Hunt for the word "white" across the entries below, copying each line that holds it.
= = =
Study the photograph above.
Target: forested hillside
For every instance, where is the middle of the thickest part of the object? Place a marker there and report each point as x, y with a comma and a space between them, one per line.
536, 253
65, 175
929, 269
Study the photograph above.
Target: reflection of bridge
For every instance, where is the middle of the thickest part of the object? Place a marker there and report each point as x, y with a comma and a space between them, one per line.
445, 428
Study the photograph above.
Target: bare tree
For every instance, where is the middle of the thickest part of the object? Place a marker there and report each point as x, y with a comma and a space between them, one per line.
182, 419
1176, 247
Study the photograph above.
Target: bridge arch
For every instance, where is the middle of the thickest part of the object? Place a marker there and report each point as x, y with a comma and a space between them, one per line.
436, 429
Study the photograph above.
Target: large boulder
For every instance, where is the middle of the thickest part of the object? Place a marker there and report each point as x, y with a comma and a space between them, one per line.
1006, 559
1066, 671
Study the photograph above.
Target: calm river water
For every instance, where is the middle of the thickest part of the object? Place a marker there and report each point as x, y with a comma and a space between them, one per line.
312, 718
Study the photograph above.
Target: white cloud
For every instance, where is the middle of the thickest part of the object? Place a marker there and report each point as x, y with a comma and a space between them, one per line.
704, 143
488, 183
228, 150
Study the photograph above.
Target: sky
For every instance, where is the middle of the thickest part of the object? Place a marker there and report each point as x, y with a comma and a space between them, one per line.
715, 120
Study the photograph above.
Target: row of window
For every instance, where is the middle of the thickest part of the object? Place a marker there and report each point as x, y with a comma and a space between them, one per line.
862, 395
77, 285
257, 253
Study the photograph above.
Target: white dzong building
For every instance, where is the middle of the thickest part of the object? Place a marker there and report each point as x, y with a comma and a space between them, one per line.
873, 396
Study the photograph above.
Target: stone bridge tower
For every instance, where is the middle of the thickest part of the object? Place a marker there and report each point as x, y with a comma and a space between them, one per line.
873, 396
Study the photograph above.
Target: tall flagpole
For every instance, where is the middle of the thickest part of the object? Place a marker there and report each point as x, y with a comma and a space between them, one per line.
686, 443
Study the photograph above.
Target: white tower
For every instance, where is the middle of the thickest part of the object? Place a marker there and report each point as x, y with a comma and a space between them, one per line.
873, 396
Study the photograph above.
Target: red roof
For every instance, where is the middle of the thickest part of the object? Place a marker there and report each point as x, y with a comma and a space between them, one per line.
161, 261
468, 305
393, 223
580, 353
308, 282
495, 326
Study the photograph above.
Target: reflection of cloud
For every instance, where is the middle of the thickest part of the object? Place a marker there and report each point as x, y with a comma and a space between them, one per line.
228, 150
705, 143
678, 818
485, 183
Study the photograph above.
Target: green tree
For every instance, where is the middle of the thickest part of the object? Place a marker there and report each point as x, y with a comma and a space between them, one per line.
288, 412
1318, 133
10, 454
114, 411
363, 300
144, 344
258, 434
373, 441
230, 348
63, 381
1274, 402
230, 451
= = =
## Result for this task
Target: white cloud
Target: white dzong building
Target: white tower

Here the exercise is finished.